» TASK 1
List the ways of handling PHI at home that, according to the blog post on telecommuting, mean HIPAA must be addressed.
» TASK 2
Based on the blog post on telecommuting, answer yes or no to each statement (a), (b) and (c), quoting the words that decide it.
(a) Many consultants have no permanent office at their company's headquarters.
(b) HIPAA must be addressed only from a Privacy Rule perspective.
(c) The advice on home workers comes from a print magazine.

» SUPPLIED PASSAGE
BEGIN
HIPAA Blog

[ Tuesday, March 15, 2005 ]

 

The dangers of telecommuting: Medical Newswire's Hospital Compliance Wire email newsletter offers some advice on how to deal with employees working on PHI from home. Telecommuting is a fact of life these days, more in some industries than others. In the tech industry, there is a huge coterie of folks who rarely set foot in an office, but are simply connected between their home computer and their office system. Many consultants, who spend most of their time officing with their clients, don't even have a permanent office in their company's headquarters. In addition to the "traditional" telecommuter, many professionals and others take work home with them, tapping into the office computer via their home computer and the internet (or even a dedicated high speed or dial-up line) so that they can finish what they need to get done while still catching a kid's soccer game or tucking them into bed. In most instances and industries, even where confidential information or potential trade secrets are involved, there's not a whole lot of worries about operating in this fashion. However, in the healthcare field, if PHI is being carried to, accessed from, or processed at home, HIPAA must be addressed, from both a Privacy Rule and Security Rule perspective.
END
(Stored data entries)
BEGIN
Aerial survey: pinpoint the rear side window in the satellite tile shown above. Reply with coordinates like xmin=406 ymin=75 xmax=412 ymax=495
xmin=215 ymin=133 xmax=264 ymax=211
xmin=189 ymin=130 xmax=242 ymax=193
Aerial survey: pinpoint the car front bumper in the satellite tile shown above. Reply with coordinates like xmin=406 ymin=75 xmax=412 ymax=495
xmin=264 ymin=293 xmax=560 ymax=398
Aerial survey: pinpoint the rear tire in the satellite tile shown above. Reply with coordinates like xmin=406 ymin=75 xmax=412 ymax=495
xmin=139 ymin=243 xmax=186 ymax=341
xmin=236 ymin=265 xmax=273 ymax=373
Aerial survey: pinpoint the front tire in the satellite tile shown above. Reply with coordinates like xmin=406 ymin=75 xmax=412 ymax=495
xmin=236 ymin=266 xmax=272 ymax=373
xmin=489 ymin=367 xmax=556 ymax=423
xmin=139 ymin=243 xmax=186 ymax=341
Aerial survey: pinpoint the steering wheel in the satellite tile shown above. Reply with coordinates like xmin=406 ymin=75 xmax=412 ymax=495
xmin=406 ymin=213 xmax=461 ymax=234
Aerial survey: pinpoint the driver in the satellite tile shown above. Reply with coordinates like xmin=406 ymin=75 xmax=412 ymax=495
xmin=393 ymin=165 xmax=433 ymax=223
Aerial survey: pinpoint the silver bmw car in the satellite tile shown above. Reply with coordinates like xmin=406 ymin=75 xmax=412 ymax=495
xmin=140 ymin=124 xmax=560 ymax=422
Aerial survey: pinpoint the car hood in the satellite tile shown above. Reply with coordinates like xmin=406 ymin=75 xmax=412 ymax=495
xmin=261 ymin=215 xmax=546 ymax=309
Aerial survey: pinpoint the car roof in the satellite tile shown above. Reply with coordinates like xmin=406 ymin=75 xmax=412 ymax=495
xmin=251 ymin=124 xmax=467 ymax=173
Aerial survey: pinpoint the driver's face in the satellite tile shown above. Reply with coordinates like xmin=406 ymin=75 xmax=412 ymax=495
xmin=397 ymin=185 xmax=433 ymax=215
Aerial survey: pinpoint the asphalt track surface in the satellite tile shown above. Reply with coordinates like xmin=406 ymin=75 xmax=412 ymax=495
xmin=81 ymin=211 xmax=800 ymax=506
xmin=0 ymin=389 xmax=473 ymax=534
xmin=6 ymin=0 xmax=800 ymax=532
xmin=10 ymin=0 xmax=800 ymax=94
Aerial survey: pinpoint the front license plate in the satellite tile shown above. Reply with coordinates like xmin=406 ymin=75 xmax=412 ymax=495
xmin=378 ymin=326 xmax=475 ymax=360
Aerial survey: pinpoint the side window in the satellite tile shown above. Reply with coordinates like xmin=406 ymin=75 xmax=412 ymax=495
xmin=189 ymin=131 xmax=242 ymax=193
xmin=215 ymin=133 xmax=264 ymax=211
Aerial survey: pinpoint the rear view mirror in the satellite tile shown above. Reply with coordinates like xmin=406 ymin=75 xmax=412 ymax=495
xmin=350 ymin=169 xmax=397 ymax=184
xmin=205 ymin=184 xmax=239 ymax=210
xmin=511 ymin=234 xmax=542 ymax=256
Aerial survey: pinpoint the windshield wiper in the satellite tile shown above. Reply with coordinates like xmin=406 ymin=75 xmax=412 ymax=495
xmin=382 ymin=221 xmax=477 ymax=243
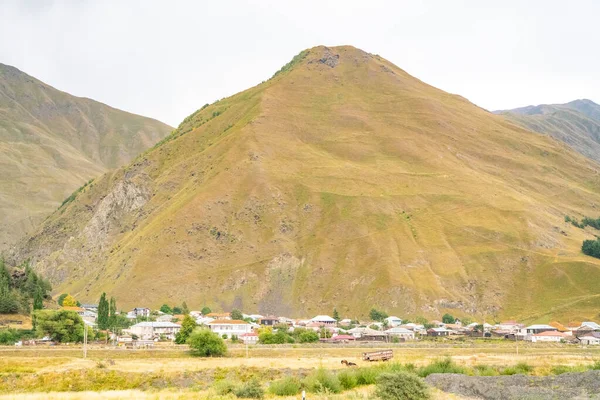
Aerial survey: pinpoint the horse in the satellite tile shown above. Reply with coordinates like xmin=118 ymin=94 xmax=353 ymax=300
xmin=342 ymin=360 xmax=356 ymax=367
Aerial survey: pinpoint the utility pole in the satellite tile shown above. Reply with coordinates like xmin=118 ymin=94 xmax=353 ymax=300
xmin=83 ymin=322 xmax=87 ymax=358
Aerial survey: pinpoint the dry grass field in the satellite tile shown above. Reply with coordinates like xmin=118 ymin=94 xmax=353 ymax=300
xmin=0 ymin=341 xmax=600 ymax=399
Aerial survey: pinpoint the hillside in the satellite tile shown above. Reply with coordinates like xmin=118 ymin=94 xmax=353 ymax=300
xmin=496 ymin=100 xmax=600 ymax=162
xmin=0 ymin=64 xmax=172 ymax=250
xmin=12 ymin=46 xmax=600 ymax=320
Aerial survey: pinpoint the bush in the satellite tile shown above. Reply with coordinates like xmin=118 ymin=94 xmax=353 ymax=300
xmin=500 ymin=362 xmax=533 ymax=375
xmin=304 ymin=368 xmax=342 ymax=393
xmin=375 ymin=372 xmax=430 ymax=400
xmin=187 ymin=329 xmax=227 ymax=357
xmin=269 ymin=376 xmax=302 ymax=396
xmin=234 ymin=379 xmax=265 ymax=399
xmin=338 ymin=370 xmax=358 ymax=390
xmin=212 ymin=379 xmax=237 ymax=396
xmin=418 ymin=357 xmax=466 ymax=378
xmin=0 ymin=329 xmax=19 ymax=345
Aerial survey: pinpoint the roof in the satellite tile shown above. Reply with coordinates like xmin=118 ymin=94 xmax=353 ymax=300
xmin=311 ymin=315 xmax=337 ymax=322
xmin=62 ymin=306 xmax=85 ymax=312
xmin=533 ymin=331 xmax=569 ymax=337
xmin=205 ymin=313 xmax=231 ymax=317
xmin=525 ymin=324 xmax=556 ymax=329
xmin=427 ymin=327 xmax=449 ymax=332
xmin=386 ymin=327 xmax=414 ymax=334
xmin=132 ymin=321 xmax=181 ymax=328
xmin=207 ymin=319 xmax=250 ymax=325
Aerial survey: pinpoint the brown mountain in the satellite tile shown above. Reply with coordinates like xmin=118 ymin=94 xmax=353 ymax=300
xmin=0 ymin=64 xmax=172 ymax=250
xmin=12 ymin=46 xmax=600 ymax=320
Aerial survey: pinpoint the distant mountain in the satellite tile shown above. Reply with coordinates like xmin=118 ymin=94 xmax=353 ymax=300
END
» ANSWER SPACE 1
- Carried to home
- Accessed from home
- Processed at home

» ANSWER SPACE 2
(a) Yes: "don't even have a permanent office in their company's headquarters"
(b) No: "from both a Privacy Rule and Security Rule perspective"
(c) No: "Hospital Compliance Wire email newsletter"